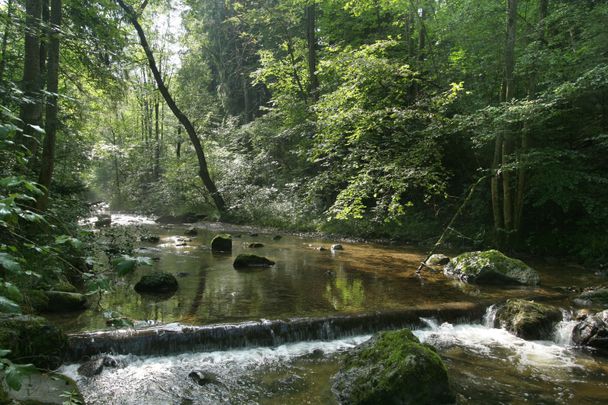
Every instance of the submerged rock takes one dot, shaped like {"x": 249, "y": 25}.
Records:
{"x": 437, "y": 260}
{"x": 157, "y": 282}
{"x": 189, "y": 217}
{"x": 393, "y": 368}
{"x": 103, "y": 221}
{"x": 32, "y": 339}
{"x": 244, "y": 261}
{"x": 490, "y": 267}
{"x": 150, "y": 238}
{"x": 221, "y": 243}
{"x": 192, "y": 231}
{"x": 592, "y": 331}
{"x": 528, "y": 319}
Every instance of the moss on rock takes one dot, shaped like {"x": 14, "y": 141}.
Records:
{"x": 221, "y": 243}
{"x": 157, "y": 282}
{"x": 393, "y": 368}
{"x": 528, "y": 319}
{"x": 245, "y": 261}
{"x": 490, "y": 267}
{"x": 32, "y": 339}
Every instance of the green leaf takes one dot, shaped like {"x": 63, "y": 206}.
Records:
{"x": 9, "y": 306}
{"x": 16, "y": 373}
{"x": 10, "y": 291}
{"x": 9, "y": 262}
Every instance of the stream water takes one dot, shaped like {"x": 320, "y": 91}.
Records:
{"x": 365, "y": 284}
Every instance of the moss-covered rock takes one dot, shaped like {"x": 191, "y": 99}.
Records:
{"x": 243, "y": 261}
{"x": 594, "y": 297}
{"x": 528, "y": 319}
{"x": 60, "y": 301}
{"x": 44, "y": 389}
{"x": 221, "y": 243}
{"x": 32, "y": 339}
{"x": 592, "y": 331}
{"x": 393, "y": 368}
{"x": 437, "y": 260}
{"x": 490, "y": 267}
{"x": 157, "y": 283}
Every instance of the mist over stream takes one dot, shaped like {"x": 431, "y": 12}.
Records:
{"x": 275, "y": 336}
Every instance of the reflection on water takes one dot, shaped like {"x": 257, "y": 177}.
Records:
{"x": 485, "y": 365}
{"x": 304, "y": 282}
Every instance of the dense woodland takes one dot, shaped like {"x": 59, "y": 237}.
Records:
{"x": 374, "y": 119}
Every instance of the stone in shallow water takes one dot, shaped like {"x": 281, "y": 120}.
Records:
{"x": 528, "y": 319}
{"x": 221, "y": 243}
{"x": 392, "y": 368}
{"x": 592, "y": 331}
{"x": 157, "y": 282}
{"x": 245, "y": 261}
{"x": 490, "y": 267}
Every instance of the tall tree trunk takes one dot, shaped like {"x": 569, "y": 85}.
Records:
{"x": 311, "y": 37}
{"x": 7, "y": 26}
{"x": 157, "y": 140}
{"x": 543, "y": 10}
{"x": 52, "y": 107}
{"x": 181, "y": 117}
{"x": 504, "y": 221}
{"x": 31, "y": 108}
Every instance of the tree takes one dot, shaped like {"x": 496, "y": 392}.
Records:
{"x": 52, "y": 107}
{"x": 132, "y": 16}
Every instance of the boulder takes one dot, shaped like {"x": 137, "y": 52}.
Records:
{"x": 592, "y": 331}
{"x": 221, "y": 243}
{"x": 150, "y": 238}
{"x": 61, "y": 301}
{"x": 437, "y": 260}
{"x": 245, "y": 261}
{"x": 593, "y": 297}
{"x": 392, "y": 368}
{"x": 192, "y": 231}
{"x": 32, "y": 339}
{"x": 157, "y": 283}
{"x": 528, "y": 319}
{"x": 490, "y": 267}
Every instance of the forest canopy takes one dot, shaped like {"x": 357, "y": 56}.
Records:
{"x": 373, "y": 119}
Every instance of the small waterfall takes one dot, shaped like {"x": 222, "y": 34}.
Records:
{"x": 489, "y": 319}
{"x": 562, "y": 335}
{"x": 176, "y": 338}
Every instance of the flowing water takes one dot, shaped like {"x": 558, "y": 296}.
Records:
{"x": 275, "y": 336}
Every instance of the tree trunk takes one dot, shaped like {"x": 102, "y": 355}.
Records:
{"x": 52, "y": 106}
{"x": 311, "y": 20}
{"x": 543, "y": 10}
{"x": 7, "y": 26}
{"x": 181, "y": 117}
{"x": 31, "y": 109}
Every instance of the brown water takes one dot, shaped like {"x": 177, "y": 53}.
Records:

---------------

» Task details
Beginning at the line that holds "Every instance of the boulder", reproduce each line of the records above down to and including the last one.

» Task solution
Every instance of the boulder takes one dot, shaped like {"x": 137, "y": 52}.
Records:
{"x": 592, "y": 331}
{"x": 221, "y": 243}
{"x": 150, "y": 238}
{"x": 61, "y": 301}
{"x": 437, "y": 260}
{"x": 245, "y": 261}
{"x": 593, "y": 297}
{"x": 392, "y": 368}
{"x": 192, "y": 231}
{"x": 32, "y": 339}
{"x": 157, "y": 283}
{"x": 528, "y": 319}
{"x": 490, "y": 267}
Every instance of the forest canopy takes one dot, shaped like {"x": 357, "y": 56}.
Records:
{"x": 373, "y": 119}
Every instance of the small waterfall takes one dot, shaped like {"x": 222, "y": 34}.
Records:
{"x": 489, "y": 319}
{"x": 562, "y": 335}
{"x": 176, "y": 338}
Every instance of the flowing water takes one dot, shaped like {"x": 558, "y": 296}.
Records:
{"x": 275, "y": 336}
Every instance of the tree trunk takes one dot, shaped like {"x": 102, "y": 355}.
Records:
{"x": 52, "y": 106}
{"x": 311, "y": 20}
{"x": 543, "y": 10}
{"x": 7, "y": 26}
{"x": 181, "y": 117}
{"x": 31, "y": 109}
Every instance of the brown water takes one dot, shaped like {"x": 177, "y": 53}.
Records:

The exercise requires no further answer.